Image-grounded pointing data:
▼

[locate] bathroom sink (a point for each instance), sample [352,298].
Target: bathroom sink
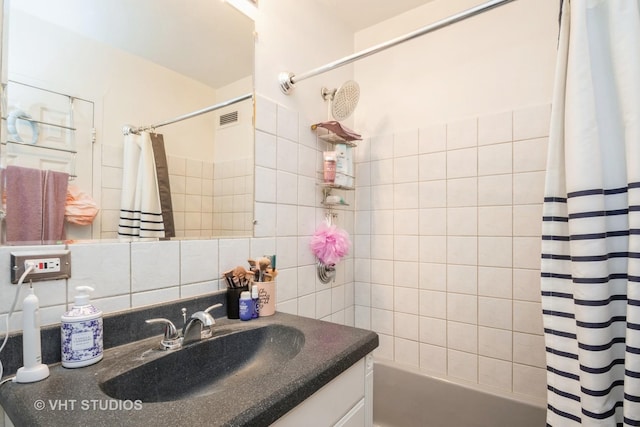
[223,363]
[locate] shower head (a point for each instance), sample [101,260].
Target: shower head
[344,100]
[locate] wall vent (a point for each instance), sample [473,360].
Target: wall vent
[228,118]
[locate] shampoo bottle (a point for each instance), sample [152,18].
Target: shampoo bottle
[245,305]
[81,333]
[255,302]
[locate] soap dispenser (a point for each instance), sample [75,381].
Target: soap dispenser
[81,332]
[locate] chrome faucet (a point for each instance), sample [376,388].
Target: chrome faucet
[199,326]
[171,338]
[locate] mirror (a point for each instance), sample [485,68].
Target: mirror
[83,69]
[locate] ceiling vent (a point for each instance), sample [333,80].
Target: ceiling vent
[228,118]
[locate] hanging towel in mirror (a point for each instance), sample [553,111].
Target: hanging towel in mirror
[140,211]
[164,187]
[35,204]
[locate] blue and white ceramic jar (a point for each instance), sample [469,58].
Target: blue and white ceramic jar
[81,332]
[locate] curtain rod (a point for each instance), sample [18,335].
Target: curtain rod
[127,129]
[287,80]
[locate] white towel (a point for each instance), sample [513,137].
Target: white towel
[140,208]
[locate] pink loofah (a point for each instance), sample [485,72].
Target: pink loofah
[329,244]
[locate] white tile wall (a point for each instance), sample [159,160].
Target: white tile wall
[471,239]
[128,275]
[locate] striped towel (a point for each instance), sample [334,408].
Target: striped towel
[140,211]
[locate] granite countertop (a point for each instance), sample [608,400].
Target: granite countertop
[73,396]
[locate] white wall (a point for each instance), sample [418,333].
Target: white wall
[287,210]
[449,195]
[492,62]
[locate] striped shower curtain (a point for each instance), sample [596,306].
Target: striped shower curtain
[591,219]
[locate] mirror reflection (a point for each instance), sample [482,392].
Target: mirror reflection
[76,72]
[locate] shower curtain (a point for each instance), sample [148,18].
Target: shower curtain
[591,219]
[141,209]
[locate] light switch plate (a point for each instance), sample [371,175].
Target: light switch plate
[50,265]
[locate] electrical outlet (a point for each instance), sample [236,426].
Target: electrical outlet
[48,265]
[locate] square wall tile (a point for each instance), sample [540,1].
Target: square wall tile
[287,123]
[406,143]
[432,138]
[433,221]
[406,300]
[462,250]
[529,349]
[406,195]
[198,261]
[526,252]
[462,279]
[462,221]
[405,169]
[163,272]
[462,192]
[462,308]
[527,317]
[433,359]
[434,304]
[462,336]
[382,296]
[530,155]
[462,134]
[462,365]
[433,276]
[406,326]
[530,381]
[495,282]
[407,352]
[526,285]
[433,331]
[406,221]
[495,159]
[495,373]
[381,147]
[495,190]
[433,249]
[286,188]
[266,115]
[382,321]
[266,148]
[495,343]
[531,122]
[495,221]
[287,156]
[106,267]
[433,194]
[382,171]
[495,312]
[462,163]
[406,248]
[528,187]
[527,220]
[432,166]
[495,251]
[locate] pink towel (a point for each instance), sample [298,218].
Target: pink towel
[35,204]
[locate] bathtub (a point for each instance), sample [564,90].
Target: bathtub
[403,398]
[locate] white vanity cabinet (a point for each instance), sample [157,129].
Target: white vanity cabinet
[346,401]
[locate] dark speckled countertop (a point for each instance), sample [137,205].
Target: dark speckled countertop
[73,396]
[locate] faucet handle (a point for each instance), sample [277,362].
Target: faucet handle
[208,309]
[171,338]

▲

WHAT THE TASK REQUIRES: Your job is to copy each entry exactly as written; the pictures do not go in.

RESPONSE TO THE TASK:
[locate] bathroom sink (a point for each instance), sample [352,298].
Target: bathroom sink
[223,363]
[locate] shower head (a point for each instance), sample [101,260].
Target: shower head
[344,100]
[locate] wall vent (a point for each instance), sample [473,360].
Target: wall vent
[228,118]
[locate] shampoo bottle (a point for each instance), sample [152,18].
Target: shampoo bottle
[245,305]
[81,333]
[255,302]
[locate] soap dispenser (a point for each instance), sample [75,381].
Target: soap dispenser
[81,332]
[locate] chrome faucet (a point for each instance), sample [376,388].
Target: chrome faucet
[199,326]
[171,338]
[locate] mirror (a point for each instance), sample [485,68].
Target: mirror
[83,69]
[locate] ceiling vent (a point for each instance), sample [333,80].
Target: ceiling vent
[228,118]
[locate] hanging towel in mirror (a point for each instance), sample [553,111].
Target: hanging towel in mirror
[140,211]
[164,187]
[35,204]
[locate] blue and white ceramic jar (a point for each instance), sample [469,58].
Target: blue and white ceramic jar
[81,332]
[locate] curtain rod (a point for each instance), sample [18,335].
Target: curtain rod
[127,129]
[287,80]
[locate] white towel (a point for each instance), sample [513,137].
Target: white towel
[140,208]
[locate] pink loofah (a point for each instance), sample [485,72].
Target: pink loofah
[329,244]
[locate] white tile wall (a point for each instance), sample [159,160].
Target: white tile wall
[471,239]
[128,275]
[locate] striped towel (a point for each instance), sample [334,408].
Target: striped towel
[140,211]
[locate] granite countertop (a point for each instance), sample [608,400].
Target: granite countertop
[73,396]
[locate] white wall (a point for each instance), sample [418,333].
Target: white wall
[287,210]
[449,195]
[492,62]
[locate] striped shower curtain (a point for each instance), sample [596,306].
Target: striped shower curtain
[591,219]
[locate] mirror reflection (a point for each instance), sample [482,392].
Target: mirror reflection
[76,72]
[locate] shower curtain (a point for each instance), sample [148,18].
Target: shower curtain
[591,219]
[141,209]
[locate] light switch plate (a point for each instance), sample [371,175].
Target: light switch plate
[50,265]
[locate] electrical outlet (a point for each instance), sample [236,426].
Target: electrical outlet
[48,265]
[locate] square wall tile (a point for each instance), sample [540,1].
Target: square wall tile
[287,123]
[406,143]
[432,138]
[433,221]
[406,300]
[462,250]
[529,349]
[406,195]
[198,261]
[526,252]
[462,279]
[462,221]
[405,169]
[163,272]
[462,192]
[462,308]
[527,317]
[433,359]
[434,304]
[462,336]
[382,296]
[530,155]
[462,134]
[462,365]
[433,276]
[406,326]
[530,381]
[495,282]
[407,352]
[526,285]
[433,331]
[406,221]
[495,159]
[495,373]
[381,147]
[495,190]
[433,249]
[286,188]
[266,115]
[382,321]
[266,148]
[495,343]
[531,122]
[495,221]
[287,156]
[106,267]
[433,194]
[382,171]
[495,312]
[462,163]
[406,248]
[528,187]
[527,220]
[432,166]
[495,251]
[locate] pink towel (a point for each instance), sample [298,218].
Target: pink towel
[35,204]
[locate] bathtub (a point for each instance), sample [564,90].
Target: bathtub
[403,398]
[locate] white vanity cabinet (a point for each instance), sample [157,129].
Target: white vanity cabinet
[346,401]
[locate] dark speckled countertop (a point for each instance), sample [137,205].
Target: dark speckled countertop
[73,396]
[locate] faucet handle (a point for each instance), sample [277,362].
Target: faucet handle
[208,309]
[171,338]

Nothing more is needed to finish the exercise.